Requirement -> Repeat every one of the lines below word for word, leaving nothing out and changing nothing.

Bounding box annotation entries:
-- START --
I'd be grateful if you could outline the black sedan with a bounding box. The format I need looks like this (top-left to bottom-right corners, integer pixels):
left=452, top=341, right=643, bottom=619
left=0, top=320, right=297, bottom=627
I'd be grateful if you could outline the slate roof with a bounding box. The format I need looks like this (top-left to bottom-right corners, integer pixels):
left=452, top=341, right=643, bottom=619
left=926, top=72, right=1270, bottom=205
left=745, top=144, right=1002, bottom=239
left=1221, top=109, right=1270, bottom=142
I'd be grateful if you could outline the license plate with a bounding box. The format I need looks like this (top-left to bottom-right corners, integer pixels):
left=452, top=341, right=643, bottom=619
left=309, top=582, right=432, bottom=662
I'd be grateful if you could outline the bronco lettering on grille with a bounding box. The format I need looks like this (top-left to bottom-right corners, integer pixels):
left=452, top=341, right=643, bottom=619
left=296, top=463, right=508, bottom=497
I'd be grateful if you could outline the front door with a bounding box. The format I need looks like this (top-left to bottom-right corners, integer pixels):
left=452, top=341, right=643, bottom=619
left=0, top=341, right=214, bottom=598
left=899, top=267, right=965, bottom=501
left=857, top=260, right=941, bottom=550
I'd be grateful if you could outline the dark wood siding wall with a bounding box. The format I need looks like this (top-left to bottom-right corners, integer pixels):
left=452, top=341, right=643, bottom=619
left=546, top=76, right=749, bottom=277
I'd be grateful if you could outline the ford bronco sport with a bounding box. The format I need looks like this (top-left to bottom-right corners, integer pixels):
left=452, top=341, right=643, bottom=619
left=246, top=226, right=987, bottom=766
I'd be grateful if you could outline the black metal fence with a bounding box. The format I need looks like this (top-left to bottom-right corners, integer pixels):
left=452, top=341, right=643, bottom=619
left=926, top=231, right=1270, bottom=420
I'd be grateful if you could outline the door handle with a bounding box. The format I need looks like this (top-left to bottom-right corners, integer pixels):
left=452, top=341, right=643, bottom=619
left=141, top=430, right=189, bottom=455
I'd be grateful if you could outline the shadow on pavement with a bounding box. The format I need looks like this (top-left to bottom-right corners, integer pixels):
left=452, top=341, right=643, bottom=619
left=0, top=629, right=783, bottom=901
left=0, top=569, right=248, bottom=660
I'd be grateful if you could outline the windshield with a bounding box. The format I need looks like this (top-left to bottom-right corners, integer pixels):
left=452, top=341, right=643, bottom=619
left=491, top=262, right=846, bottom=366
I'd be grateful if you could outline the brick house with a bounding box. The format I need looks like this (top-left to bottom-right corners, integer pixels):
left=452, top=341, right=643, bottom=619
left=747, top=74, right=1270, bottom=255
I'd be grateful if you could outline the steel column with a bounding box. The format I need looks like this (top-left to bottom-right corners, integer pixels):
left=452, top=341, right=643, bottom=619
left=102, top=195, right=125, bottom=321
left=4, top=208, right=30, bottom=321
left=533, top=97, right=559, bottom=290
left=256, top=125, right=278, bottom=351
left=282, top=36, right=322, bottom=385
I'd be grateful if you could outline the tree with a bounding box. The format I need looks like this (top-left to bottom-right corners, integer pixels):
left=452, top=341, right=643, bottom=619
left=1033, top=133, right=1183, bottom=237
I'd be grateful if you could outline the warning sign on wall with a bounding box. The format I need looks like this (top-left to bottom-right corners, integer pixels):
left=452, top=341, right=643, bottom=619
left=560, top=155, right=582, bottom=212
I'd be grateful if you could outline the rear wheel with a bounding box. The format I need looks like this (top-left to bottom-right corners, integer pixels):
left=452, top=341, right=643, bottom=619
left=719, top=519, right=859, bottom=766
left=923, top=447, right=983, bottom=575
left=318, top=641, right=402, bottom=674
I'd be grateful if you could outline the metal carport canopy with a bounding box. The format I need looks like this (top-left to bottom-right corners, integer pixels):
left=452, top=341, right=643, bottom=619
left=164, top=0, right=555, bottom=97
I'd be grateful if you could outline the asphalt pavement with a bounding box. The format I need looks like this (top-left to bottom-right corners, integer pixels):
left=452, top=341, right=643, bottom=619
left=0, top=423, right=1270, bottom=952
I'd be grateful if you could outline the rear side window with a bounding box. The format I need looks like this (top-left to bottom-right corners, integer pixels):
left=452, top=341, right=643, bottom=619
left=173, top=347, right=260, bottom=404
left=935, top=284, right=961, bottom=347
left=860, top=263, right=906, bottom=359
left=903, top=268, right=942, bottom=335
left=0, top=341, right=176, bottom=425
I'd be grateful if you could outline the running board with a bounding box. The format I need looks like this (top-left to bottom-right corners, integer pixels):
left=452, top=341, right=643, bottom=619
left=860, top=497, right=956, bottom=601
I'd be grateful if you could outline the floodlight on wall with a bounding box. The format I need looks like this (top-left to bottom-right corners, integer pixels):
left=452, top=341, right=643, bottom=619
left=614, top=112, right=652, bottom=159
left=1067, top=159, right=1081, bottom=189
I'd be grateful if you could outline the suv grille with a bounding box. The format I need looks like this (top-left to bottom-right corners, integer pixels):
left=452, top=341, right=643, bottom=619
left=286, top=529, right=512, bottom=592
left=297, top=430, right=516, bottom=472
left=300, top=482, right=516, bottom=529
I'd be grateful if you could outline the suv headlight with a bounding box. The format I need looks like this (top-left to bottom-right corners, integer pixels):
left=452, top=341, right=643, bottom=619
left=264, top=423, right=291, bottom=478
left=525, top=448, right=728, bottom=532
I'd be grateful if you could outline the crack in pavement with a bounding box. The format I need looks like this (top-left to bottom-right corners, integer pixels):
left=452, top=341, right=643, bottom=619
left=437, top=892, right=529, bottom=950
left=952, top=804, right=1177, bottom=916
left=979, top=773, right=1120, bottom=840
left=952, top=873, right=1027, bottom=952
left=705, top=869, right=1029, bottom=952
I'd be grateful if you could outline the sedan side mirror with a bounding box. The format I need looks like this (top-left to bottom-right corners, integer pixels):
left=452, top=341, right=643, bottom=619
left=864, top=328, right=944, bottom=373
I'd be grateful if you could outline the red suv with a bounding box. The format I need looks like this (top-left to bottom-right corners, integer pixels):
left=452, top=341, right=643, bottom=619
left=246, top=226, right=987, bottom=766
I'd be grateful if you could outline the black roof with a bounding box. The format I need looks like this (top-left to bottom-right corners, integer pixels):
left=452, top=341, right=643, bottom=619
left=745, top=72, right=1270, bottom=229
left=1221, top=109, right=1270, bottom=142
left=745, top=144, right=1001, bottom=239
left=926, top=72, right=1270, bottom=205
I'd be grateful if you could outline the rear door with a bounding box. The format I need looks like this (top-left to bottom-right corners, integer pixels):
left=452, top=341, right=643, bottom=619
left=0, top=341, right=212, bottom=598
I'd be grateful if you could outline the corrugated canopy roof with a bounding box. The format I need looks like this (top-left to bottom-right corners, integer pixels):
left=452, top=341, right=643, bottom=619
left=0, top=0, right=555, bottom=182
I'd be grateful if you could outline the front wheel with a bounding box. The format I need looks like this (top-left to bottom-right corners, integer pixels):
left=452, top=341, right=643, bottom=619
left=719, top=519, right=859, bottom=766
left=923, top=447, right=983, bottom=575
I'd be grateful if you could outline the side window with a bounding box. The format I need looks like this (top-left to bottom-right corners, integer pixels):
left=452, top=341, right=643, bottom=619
-- END --
Expected output ->
I'd be grateful if you could outline the black sedan with a bounding box. The format I need looks like this (top-left to bottom-right corners, integer pixels):
left=452, top=341, right=643, bottom=619
left=0, top=320, right=297, bottom=627
I'd be grateful if you could outline the slate roof with a bounding box. The format I need looks like this (top-left to bottom-right corners, integer pixels):
left=452, top=341, right=643, bottom=619
left=926, top=72, right=1270, bottom=205
left=745, top=144, right=1002, bottom=239
left=1221, top=109, right=1270, bottom=142
I'd be grateful if you could outline the license plate with a bounding box. The format I need looks like this (top-left to bottom-right corners, integer pixels):
left=452, top=341, right=643, bottom=619
left=309, top=582, right=432, bottom=662
I'd be grateful if you could outline the bronco lettering on grille with a bounding box. The format I need looks like this (top-left to bottom-right corners, integer pixels):
left=452, top=341, right=643, bottom=619
left=296, top=463, right=508, bottom=497
I'd be grateful if you could outline the front door with a bounding box. The format I need looks like this (top-left to bottom-right corners, integer pixels):
left=452, top=341, right=643, bottom=619
left=0, top=341, right=214, bottom=598
left=899, top=267, right=965, bottom=501
left=857, top=260, right=941, bottom=550
I'd be grateful if you could outline the dark wood siding wall with a bounding box. The format I need looks like this (top-left to bottom-right corners, integer pixels):
left=452, top=341, right=643, bottom=619
left=546, top=76, right=749, bottom=277
I'd be grateful if you could outline the ford bronco sport with a bounding box. The format I need looks like this (top-left to bottom-right corners, integer pixels):
left=452, top=341, right=643, bottom=619
left=246, top=226, right=987, bottom=766
I'd be grateful if you could outline the black metal fence with a bounding box. The format I need looks like this (top-left to bottom-right corners, integer pixels):
left=452, top=341, right=643, bottom=619
left=926, top=231, right=1270, bottom=420
I'd be grateful if you could outline the door handle with a bounding box. The format I need looks like this (top-left to bottom-right corners, integer pixels):
left=452, top=341, right=643, bottom=619
left=141, top=430, right=189, bottom=455
I'd be grateful if you could outline the shadow on pavement with a bounding box. The format I need looks like this (top-left to bottom-right corners, integer pixels):
left=452, top=341, right=643, bottom=619
left=0, top=629, right=783, bottom=901
left=0, top=569, right=248, bottom=660
I'd be grateful if you could outline the windshield with a bounding box. The format I need looks like this (top-left to bottom-right corners, integer pixels):
left=452, top=341, right=643, bottom=619
left=491, top=262, right=846, bottom=366
I'd be grateful if you could outline the brick house with a bounding box. The format I need looks like this (top-left to bottom-right corners, integer pixels):
left=452, top=341, right=643, bottom=619
left=747, top=74, right=1270, bottom=255
I'd be grateful if you could outline the steel column with a bounding box. The format I need looks like this (top-left to bottom-right corners, integer pixels):
left=452, top=341, right=643, bottom=619
left=102, top=195, right=125, bottom=321
left=4, top=208, right=30, bottom=321
left=533, top=97, right=559, bottom=290
left=256, top=125, right=278, bottom=351
left=282, top=36, right=322, bottom=385
I'd be grateful if you could outline the tree with a bounding box. The format I need looks like this (top-left to bottom-right corners, integer pixels):
left=452, top=341, right=643, bottom=619
left=1033, top=133, right=1183, bottom=237
I'd be grateful if you could outline the warning sign on wall with a bounding box. The format I need looks like this (top-left to bottom-right corners, integer pixels):
left=452, top=341, right=643, bottom=619
left=560, top=155, right=582, bottom=212
I'd be grateful if you could outline the rear wheel with a bounding box. The format I need looks like this (top-left to bottom-right corners, integer pixels):
left=452, top=341, right=643, bottom=619
left=719, top=519, right=859, bottom=766
left=923, top=447, right=983, bottom=575
left=318, top=641, right=402, bottom=674
I'd be grateful if you could outline the metal carport canopy with a bounding box. The format I need looks like this (top-left to bottom-right corners, integer pixels):
left=452, top=341, right=643, bottom=619
left=164, top=0, right=555, bottom=97
I'd be grateful if you could outline the asphalt pavement with a bounding box. The format I need looks like this (top-left to bottom-right corners, integer pixels):
left=452, top=341, right=643, bottom=619
left=0, top=423, right=1270, bottom=952
I'd be grateful if you could outline the rear side window with a bounding box. The format I need looks like this (top-left to bottom-right corners, integer pixels):
left=452, top=341, right=643, bottom=619
left=173, top=347, right=260, bottom=404
left=935, top=284, right=961, bottom=347
left=860, top=263, right=906, bottom=359
left=903, top=268, right=942, bottom=335
left=0, top=341, right=176, bottom=425
I'd be grateful if you could outline the running board with a bounding box. The format I need looks like this (top-left to bottom-right corners, integer pixels):
left=452, top=341, right=643, bottom=619
left=860, top=497, right=956, bottom=601
I'd be grateful if you could outline the floodlight on wall with a bounding box. The format I need looks like this (top-left to bottom-right corners, integer pixels):
left=452, top=341, right=643, bottom=619
left=614, top=112, right=652, bottom=159
left=1067, top=159, right=1081, bottom=189
I'd be grateful if you could outline the suv grille with a bounding box. The format I need looks like this (top-left to bottom-right corners, integer pixels):
left=452, top=341, right=643, bottom=619
left=286, top=529, right=512, bottom=592
left=297, top=430, right=516, bottom=472
left=300, top=482, right=516, bottom=529
I'd be grateful if you could outline the suv headlight with a bounding box. The format I need looks like this (top-left to bottom-right corners, integer pixels):
left=452, top=341, right=643, bottom=619
left=264, top=423, right=291, bottom=478
left=525, top=448, right=728, bottom=532
I'd be grateful if you could outline the crack in pavement with a bounding box. The format I need looks like this (top-left to bottom-right corners, integer pixels):
left=452, top=341, right=643, bottom=619
left=437, top=892, right=529, bottom=950
left=952, top=804, right=1177, bottom=916
left=979, top=773, right=1120, bottom=840
left=952, top=873, right=1027, bottom=952
left=705, top=869, right=1029, bottom=952
I'd be grateful if you could outline the sedan side mirror with a bounding box. The format I need looks like this (top-left to bottom-right corners, integer pixels):
left=452, top=341, right=643, bottom=619
left=864, top=328, right=944, bottom=373
I'd be grateful if you could outline the red suv with a bounding box. The format I need looks like this (top-left to bottom-right corners, integer pixels):
left=452, top=341, right=643, bottom=619
left=246, top=226, right=987, bottom=766
I'd be grateful if you could outline the black roof with a bounding box. The format I need looks like this (top-left to bottom-right corners, integer pixels):
left=452, top=341, right=643, bottom=619
left=745, top=72, right=1270, bottom=229
left=1221, top=109, right=1270, bottom=142
left=745, top=144, right=1001, bottom=239
left=926, top=72, right=1270, bottom=205
I'd be grateful if you could outline the rear door with a bounding box. The format I need looks like this (top-left to bottom-right corners, integer pixels):
left=452, top=341, right=643, bottom=619
left=0, top=341, right=212, bottom=598
I'd be grateful if you could outline the corrugated canopy roof with a bounding box. The format I need looks like this (top-left to bottom-right corners, integer pixels):
left=452, top=341, right=643, bottom=619
left=0, top=0, right=555, bottom=182
I'd be grateful if you could outline the front wheel with a bounding box. The format I need looks like this (top-left to bottom-right corners, integer pixels):
left=452, top=341, right=643, bottom=619
left=719, top=519, right=859, bottom=766
left=923, top=447, right=983, bottom=575
I'd be grateful if you could outline the side window with a bounding box. The format I need looks like this (top-left to bottom-right corners, integer pixels):
left=452, top=341, right=643, bottom=619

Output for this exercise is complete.